- [WHAT TO PRODUCE]: When a line of the entries below contains "drum", it counts once; state how many such lines there are and nothing else.

- [THE INPUT]:

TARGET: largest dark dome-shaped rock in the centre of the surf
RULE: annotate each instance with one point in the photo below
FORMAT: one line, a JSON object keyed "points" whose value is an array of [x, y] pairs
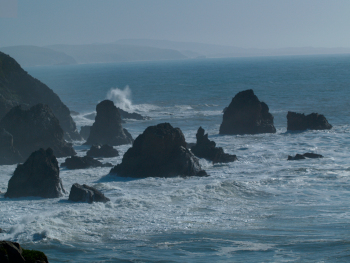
{"points": [[160, 151]]}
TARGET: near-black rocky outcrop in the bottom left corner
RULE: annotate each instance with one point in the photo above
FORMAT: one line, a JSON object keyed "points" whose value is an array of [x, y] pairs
{"points": [[12, 252]]}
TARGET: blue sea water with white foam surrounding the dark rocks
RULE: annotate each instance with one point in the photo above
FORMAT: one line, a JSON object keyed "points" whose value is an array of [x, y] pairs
{"points": [[261, 208]]}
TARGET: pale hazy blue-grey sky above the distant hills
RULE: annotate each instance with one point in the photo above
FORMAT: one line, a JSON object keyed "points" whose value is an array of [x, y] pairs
{"points": [[241, 23]]}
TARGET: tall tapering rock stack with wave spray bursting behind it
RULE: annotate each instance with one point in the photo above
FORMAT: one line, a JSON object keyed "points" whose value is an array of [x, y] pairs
{"points": [[107, 128]]}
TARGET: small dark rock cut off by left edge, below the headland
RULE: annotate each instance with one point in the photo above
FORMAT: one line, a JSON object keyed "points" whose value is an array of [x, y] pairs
{"points": [[8, 153]]}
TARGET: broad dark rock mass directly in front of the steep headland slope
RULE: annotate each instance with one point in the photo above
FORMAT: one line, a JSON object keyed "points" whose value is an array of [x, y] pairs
{"points": [[36, 128]]}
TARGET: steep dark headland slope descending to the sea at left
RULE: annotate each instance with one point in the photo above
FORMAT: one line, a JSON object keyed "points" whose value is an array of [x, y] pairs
{"points": [[18, 87]]}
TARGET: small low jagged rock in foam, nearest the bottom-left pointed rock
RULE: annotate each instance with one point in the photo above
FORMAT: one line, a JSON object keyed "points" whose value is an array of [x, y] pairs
{"points": [[85, 193]]}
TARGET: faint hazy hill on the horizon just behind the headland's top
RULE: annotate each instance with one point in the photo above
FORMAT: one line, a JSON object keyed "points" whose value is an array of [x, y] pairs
{"points": [[29, 56]]}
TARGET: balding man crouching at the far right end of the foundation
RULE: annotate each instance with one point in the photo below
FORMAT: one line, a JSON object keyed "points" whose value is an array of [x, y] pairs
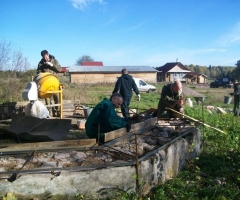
{"points": [[171, 97]]}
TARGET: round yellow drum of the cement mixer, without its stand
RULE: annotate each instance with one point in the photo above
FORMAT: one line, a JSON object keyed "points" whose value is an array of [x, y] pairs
{"points": [[46, 82]]}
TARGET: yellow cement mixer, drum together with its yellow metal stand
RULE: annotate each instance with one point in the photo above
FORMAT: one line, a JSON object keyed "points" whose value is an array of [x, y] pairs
{"points": [[48, 85]]}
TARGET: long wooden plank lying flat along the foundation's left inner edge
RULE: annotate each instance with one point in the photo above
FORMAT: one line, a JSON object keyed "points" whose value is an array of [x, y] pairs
{"points": [[56, 145]]}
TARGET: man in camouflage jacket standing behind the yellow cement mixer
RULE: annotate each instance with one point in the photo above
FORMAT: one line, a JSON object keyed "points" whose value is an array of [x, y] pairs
{"points": [[49, 63]]}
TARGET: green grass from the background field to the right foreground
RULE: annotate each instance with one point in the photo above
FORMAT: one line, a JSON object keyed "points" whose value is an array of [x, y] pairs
{"points": [[215, 174]]}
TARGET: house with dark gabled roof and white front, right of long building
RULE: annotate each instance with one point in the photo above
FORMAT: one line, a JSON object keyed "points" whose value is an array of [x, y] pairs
{"points": [[172, 71]]}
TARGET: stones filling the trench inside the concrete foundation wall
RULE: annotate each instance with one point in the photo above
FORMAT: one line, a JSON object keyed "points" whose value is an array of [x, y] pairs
{"points": [[126, 151]]}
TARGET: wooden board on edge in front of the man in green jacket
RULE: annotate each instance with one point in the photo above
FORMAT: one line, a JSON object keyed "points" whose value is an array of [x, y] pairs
{"points": [[122, 131]]}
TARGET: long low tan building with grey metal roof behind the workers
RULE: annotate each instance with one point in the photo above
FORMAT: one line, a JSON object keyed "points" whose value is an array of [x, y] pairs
{"points": [[104, 74]]}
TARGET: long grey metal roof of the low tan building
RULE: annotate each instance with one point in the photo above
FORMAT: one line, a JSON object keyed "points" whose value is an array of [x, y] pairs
{"points": [[105, 69]]}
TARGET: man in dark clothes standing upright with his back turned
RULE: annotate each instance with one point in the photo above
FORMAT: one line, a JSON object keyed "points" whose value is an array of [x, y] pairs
{"points": [[126, 84]]}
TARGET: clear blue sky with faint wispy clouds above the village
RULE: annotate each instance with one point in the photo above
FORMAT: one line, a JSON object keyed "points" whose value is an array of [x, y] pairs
{"points": [[125, 32]]}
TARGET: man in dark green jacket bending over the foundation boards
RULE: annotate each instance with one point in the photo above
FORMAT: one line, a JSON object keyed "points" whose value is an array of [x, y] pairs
{"points": [[105, 116]]}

- [SOLUTION FOR THIS PROBLEM]: 2